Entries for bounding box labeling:

----

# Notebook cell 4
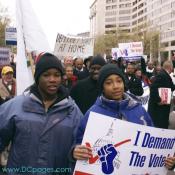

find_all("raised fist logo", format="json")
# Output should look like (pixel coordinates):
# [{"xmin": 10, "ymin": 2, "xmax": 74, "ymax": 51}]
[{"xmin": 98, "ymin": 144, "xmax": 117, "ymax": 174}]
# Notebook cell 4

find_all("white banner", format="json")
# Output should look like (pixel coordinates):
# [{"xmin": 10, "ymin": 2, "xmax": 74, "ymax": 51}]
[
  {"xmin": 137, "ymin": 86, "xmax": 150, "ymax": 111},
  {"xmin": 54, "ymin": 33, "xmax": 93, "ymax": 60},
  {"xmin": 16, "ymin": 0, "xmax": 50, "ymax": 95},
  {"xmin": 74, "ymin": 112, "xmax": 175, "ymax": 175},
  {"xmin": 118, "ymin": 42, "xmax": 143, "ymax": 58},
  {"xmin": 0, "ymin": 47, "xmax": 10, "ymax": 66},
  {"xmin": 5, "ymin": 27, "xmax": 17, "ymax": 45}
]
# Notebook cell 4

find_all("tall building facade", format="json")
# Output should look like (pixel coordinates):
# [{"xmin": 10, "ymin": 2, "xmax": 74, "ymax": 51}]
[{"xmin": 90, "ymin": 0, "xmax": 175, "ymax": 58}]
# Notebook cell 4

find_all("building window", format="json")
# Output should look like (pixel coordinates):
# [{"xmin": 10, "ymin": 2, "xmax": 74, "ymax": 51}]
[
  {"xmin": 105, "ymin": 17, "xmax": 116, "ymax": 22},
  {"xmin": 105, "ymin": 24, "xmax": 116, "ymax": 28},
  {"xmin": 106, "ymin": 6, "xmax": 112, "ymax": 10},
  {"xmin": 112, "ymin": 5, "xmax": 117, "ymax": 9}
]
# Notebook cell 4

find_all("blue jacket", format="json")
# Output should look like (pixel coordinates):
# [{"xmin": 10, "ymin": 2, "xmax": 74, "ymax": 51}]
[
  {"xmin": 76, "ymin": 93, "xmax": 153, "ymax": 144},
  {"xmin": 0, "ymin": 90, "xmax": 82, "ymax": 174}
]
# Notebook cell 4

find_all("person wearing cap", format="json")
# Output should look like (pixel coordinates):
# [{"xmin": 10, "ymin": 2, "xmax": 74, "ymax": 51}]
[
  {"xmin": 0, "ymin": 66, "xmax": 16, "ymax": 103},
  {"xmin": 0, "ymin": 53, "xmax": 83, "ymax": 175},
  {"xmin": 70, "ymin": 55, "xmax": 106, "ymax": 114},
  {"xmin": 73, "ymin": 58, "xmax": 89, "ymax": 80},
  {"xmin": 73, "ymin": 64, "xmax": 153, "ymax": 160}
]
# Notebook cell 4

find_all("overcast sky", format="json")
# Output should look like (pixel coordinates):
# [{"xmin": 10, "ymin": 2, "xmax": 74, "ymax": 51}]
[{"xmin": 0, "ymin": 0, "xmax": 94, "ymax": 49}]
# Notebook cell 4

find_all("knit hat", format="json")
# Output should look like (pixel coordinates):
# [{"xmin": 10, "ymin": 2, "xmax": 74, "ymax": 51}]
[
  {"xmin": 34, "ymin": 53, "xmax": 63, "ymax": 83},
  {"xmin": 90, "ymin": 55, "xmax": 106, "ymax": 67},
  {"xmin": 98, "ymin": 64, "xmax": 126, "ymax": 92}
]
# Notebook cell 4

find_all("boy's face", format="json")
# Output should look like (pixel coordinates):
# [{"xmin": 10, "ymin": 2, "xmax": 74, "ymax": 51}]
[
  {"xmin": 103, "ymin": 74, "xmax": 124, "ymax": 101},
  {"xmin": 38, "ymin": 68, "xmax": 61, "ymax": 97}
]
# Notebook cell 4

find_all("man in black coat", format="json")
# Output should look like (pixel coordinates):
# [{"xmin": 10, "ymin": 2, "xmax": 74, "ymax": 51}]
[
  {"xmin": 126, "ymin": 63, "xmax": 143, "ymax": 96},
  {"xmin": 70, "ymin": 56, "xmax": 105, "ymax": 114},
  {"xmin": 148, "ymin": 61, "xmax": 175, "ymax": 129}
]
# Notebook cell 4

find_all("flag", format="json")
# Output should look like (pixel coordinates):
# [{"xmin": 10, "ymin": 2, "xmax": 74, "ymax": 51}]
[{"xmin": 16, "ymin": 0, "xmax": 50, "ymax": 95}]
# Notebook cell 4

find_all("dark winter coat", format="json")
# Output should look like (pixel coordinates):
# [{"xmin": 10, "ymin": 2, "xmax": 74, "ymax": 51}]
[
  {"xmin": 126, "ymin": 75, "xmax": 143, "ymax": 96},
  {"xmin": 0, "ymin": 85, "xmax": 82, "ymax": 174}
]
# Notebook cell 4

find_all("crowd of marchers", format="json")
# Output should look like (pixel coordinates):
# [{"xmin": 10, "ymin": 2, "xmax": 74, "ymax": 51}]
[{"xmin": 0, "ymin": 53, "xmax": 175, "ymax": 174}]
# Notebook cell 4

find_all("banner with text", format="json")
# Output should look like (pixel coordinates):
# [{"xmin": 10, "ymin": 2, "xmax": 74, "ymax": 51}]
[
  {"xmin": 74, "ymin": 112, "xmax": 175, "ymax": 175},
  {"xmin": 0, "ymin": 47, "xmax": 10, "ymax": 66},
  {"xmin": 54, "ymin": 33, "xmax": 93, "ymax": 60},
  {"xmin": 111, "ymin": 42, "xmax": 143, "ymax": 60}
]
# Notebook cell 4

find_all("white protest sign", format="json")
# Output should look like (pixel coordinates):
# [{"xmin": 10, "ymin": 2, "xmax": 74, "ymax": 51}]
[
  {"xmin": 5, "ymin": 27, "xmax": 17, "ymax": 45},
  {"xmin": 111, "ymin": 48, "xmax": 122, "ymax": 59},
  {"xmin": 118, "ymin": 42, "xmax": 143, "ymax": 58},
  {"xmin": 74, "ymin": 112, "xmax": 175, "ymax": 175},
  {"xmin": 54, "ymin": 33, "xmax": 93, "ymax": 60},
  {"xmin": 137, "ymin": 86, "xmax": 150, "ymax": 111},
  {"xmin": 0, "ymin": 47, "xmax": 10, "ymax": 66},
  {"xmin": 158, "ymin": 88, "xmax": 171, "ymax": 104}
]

----

§ **EXERCISE DESCRIPTION**:
Select every line of the material above that contains the string "banner", treating uppercase and lowercase as different, and reproduce each one.

§ **EXERCISE RESULT**:
find_all("white banner", format="json")
find_all("banner with text", format="json")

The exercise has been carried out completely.